_取り組む課題_
ゴムバンドを配った話のうち、「私は、一時期、お客様にセラバ」から「ふうな説明をして回っていた。」までの部分を、両端の語句も含めて示せ。その際、「ダンベル」を「鉄アレイ」に改めること。

_抜粋_
私は、一時期、お客様にセラバンドを2mくらいずつカットして、プレゼントしていたことがある。

当時は今ほど、お年寄りに運動を薦めるという雰囲気は無かった。婦人会などでは、ペットボトルに米などを入れた物を持って踊るのを広めようとしていたかもしれない。でも、そういう活動に参加している人は元々活動的な人で、本当に運動をしなければいけない人は「諦めること」を決め込んでいた。

どちらかと言えば、私のお客様はこういう悟りに達した境地の人が多かった。体の衰えを感じた時に運動ではなく治療を考えるのは、方向性として他力本願である。その辺の意識改革を目指して、「黄色いハンカチ」のような「黄色いゴムバンド」をお客様に配布して、運動を薦めていた。

筋力低下を抑えるには負荷をかける必要があるけれども、手軽な物として思い浮かぶダンベルでさえ落とすと危険である。最も安全な筋トレ手段はゴムバンドしかない!そんなふうな説明をして回っていた。

それでも、本当にゴムバンドで運動してくれた人はどれくらいいたのか…。

「これ、使ってるんだよ」と言ってくれたのは、実は秋葉さんただ一人だった。

見ると、黄色いゴムバンドが座椅子にくくりつけてあった。彼は座りながら、手で引っ張ってみせてくれた。

嬉しそうだった。そして、私も嬉しかった。

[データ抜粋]

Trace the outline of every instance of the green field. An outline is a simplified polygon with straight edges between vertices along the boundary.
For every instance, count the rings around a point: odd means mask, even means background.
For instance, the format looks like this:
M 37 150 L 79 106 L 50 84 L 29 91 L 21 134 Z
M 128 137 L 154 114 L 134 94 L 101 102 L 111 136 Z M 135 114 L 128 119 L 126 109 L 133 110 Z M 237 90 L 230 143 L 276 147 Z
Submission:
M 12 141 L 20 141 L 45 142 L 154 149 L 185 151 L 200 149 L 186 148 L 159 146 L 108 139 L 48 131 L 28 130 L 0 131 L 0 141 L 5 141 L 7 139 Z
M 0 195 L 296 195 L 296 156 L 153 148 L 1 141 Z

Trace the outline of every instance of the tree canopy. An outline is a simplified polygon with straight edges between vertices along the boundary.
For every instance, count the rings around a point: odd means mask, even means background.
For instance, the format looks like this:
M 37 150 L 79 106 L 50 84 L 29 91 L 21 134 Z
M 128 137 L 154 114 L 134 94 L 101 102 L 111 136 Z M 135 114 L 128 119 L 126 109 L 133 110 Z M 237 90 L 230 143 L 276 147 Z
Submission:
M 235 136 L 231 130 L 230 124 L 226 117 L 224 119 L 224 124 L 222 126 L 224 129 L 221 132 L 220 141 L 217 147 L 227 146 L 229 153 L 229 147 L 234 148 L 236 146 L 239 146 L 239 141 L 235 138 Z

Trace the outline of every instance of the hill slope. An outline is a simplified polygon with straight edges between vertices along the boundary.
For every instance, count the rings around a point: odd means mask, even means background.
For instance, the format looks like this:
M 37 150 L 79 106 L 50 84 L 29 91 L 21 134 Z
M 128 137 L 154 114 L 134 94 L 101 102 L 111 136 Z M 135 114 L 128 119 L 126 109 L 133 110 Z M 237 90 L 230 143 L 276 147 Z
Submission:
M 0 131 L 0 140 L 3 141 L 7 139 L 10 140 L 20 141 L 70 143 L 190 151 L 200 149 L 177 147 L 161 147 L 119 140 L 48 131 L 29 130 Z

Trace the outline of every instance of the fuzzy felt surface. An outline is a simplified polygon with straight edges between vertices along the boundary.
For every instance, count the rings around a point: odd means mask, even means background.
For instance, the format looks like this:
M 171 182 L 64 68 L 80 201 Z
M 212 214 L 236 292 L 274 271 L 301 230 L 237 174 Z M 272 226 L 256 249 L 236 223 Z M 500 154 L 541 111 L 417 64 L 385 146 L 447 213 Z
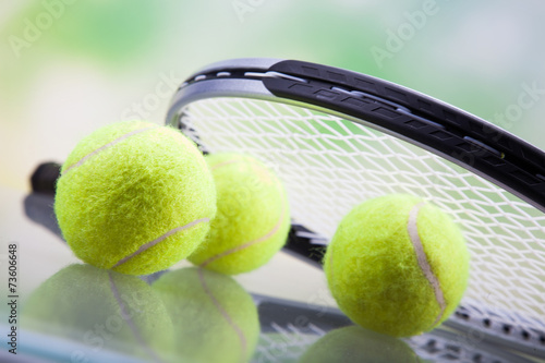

_課題の結果_
私は、一時期、お客様にセラバンドを2mくらいずつカットして、プレゼントしていたことがある。

当時は今ほど、お年寄りに運動を薦めるという雰囲気は無かった。婦人会などでは、ペットボトルに米などを入れた物を持って踊るのを広めようとしていたかもしれない。でも、そういう活動に参加している人は元々活動的な人で、本当に運動をしなければいけない人は「諦めること」を決め込んでいた。

どちらかと言えば、私のお客様はこういう悟りに達した境地の人が多かった。体の衰えを感じた時に運動ではなく治療を考えるのは、方向性として他力本願である。その辺の意識改革を目指して、「黄色いハンカチ」のような「黄色いゴムバンド」をお客様に配布して、運動を薦めていた。

筋力低下を抑えるには負荷をかける必要があるけれども、手軽な物として思い浮かぶ鉄アレイでさえ落とすと危険である。最も安全な筋トレ手段はゴムバンドしかない!そんなふうな説明をして回っていた。